■ Latihan a
Temukan semua baris dalam daftar di bawah yang mengandung kata "white", lalu salin baris-baris itu. Huruf besar dan huruf kecil dibedakan.

■ Bacaan
________________

Baca berita tanpa iklan. Gabung Kompas.com+

Di Bawah Bayang-bayang Bulan

Kompas.com - 06/07/2013, 17:05 WIB

Muh. Ma’rufin Sudibyo*

KOMPAS.com - Seiring proses kelahirannya yang menakjubkan, Bulan purba terus berkembang mengikuti alunan waktu. Sebagian besar awan debu yang semula terserak di sekeliling Bumi,  perlahan namun pasti bergabung dengan dua buah bayi Bulan yang kini telah melekat menyatu menjadi Bulan purba. Proses tersebut lantas ditingkahi dinamika internal dalam rupa bergejolaknya vulkanisme Bulan serta dinamika eksternal melalui bombardir asteroid dan komet dalam jumlah dan skala yang tak terbayangkan.

________________

■ Data Hasil Ekstraksi

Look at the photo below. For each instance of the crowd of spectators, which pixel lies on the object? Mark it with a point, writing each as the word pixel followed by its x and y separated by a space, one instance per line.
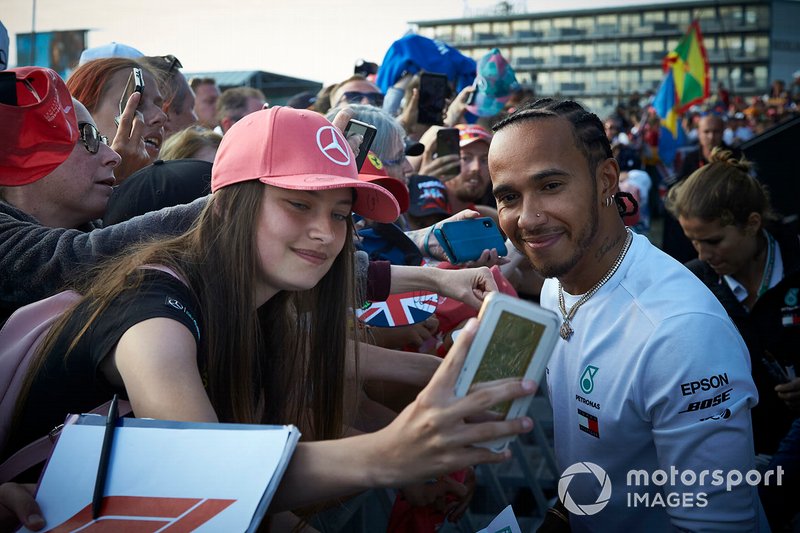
pixel 176 173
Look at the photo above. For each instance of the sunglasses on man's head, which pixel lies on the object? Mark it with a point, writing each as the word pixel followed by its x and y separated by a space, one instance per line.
pixel 172 61
pixel 355 97
pixel 91 138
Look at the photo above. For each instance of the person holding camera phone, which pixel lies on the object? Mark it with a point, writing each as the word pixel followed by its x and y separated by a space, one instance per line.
pixel 649 374
pixel 285 237
pixel 100 85
pixel 751 262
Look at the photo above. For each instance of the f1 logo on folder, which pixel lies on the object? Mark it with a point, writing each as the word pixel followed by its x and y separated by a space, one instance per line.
pixel 145 514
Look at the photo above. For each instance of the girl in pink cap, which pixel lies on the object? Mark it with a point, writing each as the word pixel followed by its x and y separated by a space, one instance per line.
pixel 246 318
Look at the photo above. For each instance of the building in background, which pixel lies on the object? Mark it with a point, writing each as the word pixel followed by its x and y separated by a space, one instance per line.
pixel 277 88
pixel 58 50
pixel 603 55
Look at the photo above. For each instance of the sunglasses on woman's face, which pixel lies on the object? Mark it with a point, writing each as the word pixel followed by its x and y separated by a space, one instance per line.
pixel 356 97
pixel 90 137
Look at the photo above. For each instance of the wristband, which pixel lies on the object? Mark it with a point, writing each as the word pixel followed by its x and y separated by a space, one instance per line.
pixel 425 245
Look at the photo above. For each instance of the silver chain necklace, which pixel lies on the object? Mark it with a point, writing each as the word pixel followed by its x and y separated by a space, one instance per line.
pixel 566 330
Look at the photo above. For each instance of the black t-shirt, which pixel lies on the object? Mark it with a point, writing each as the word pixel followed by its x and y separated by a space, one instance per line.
pixel 73 384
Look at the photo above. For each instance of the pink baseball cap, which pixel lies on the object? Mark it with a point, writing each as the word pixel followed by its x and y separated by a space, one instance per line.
pixel 373 171
pixel 296 149
pixel 40 131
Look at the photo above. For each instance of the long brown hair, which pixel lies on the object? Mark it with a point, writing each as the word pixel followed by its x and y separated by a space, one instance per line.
pixel 282 363
pixel 722 190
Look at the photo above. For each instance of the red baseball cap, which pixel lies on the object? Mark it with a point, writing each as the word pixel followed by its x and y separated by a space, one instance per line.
pixel 39 133
pixel 296 149
pixel 373 171
pixel 470 133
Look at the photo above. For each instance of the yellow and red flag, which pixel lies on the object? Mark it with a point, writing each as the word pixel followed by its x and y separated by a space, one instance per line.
pixel 689 66
pixel 685 83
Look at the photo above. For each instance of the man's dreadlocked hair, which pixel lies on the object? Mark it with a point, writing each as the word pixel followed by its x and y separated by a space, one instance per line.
pixel 587 128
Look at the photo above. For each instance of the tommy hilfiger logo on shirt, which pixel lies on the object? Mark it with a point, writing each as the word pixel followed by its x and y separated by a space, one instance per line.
pixel 588 423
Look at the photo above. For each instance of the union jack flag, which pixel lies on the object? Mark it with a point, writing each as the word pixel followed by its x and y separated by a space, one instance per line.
pixel 400 309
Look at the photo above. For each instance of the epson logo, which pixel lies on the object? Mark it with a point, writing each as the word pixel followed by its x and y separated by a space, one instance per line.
pixel 713 382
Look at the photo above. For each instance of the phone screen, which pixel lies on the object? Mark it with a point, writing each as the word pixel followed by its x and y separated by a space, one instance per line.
pixel 509 352
pixel 367 132
pixel 433 90
pixel 134 84
pixel 393 100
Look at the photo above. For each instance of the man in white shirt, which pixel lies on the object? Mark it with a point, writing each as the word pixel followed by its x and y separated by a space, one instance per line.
pixel 650 377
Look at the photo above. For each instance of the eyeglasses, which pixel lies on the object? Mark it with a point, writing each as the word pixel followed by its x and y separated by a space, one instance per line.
pixel 355 97
pixel 173 62
pixel 90 137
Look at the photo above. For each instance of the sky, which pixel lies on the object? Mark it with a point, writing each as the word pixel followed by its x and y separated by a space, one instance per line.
pixel 318 40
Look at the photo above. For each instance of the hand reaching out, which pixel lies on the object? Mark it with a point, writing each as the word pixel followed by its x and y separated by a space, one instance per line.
pixel 128 142
pixel 17 506
pixel 432 436
pixel 790 393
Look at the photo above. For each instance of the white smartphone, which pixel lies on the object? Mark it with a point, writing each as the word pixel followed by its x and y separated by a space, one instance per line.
pixel 514 339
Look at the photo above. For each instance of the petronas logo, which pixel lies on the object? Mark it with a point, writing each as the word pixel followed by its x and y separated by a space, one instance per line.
pixel 587 379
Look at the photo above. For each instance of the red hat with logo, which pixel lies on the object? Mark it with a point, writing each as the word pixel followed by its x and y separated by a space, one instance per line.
pixel 39 131
pixel 300 150
pixel 373 171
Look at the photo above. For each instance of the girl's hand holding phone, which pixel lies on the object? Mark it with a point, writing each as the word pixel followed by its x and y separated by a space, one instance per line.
pixel 128 142
pixel 432 437
pixel 456 109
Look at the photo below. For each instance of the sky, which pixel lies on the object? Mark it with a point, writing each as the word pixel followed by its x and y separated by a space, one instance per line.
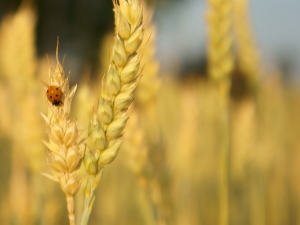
pixel 182 31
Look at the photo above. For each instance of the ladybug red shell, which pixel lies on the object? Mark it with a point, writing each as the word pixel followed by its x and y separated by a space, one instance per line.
pixel 54 95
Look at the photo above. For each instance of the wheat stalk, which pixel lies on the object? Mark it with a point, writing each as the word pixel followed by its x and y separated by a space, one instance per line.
pixel 220 59
pixel 63 144
pixel 109 119
pixel 248 54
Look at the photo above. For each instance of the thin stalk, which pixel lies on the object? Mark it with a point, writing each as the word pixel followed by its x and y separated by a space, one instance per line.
pixel 70 206
pixel 92 184
pixel 224 164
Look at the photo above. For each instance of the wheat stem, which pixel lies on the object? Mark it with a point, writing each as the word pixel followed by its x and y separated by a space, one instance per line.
pixel 220 67
pixel 70 206
pixel 65 155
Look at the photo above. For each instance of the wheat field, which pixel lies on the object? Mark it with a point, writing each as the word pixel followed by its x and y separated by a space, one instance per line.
pixel 215 147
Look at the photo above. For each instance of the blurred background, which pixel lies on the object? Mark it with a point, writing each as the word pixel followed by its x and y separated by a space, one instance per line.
pixel 167 171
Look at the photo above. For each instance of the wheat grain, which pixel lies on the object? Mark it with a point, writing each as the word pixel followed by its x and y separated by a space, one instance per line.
pixel 109 120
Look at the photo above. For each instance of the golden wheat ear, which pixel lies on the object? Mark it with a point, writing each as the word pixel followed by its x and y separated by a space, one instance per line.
pixel 109 120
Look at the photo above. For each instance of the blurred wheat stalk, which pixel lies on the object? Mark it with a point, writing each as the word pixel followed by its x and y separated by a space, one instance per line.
pixel 220 62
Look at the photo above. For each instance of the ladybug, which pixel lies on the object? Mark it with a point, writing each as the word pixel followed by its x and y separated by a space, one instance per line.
pixel 54 95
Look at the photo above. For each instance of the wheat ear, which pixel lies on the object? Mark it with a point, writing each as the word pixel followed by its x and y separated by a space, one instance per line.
pixel 109 120
pixel 63 144
pixel 248 54
pixel 221 61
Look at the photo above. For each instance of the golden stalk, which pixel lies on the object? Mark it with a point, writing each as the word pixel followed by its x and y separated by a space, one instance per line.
pixel 109 119
pixel 220 59
pixel 248 54
pixel 63 144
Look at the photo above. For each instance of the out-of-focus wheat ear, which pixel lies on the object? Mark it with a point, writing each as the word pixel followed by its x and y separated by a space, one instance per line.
pixel 221 62
pixel 109 119
pixel 248 57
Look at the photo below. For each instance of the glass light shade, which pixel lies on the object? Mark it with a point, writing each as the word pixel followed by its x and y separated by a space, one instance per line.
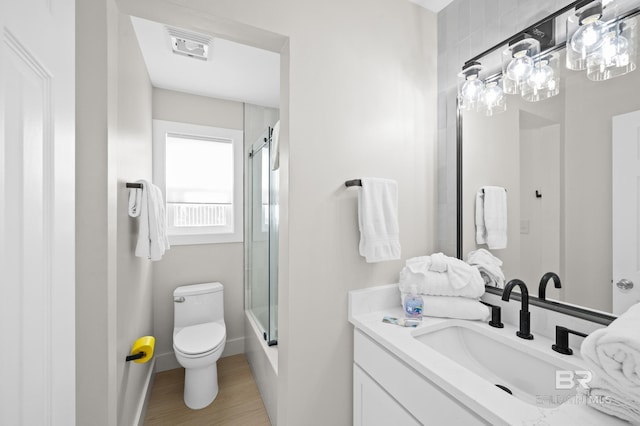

________________

■ Latihan b
Cetak ulang bacaan tentang Bulan purba di atas secara utuh tanpa mengubah apa pun.

■ Hasil Latihan a
Look at the photo above. For each instance of the man in white shirt, which pixel lies on the object? Mark it with a point, writing each as the word pixel followed by its x and y separated by a space, one instance per line.
Look at the photo above. For each instance of the white smartphone, which pixel lies on the object? Mark it with a point, writing each as the word pixel followed by its x and y separated by a space, one instance per line.

■ Hasil Latihan b
Baca berita tanpa iklan. Gabung Kompas.com+

Di Bawah Bayang-bayang Bulan

Kompas.com - 06/07/2013, 17:05 WIB

Muh. Ma’rufin Sudibyo*

KOMPAS.com - Seiring proses kelahirannya yang menakjubkan, Bulan purba terus berkembang mengikuti alunan waktu. Sebagian besar awan debu yang semula terserak di sekeliling Bumi,  perlahan namun pasti bergabung dengan dua buah bayi Bulan yang kini telah melekat menyatu menjadi Bulan purba. Proses tersebut lantas ditingkahi dinamika internal dalam rupa bergejolaknya vulkanisme Bulan serta dinamika eksternal melalui bombardir asteroid dan komet dalam jumlah dan skala yang tak terbayangkan.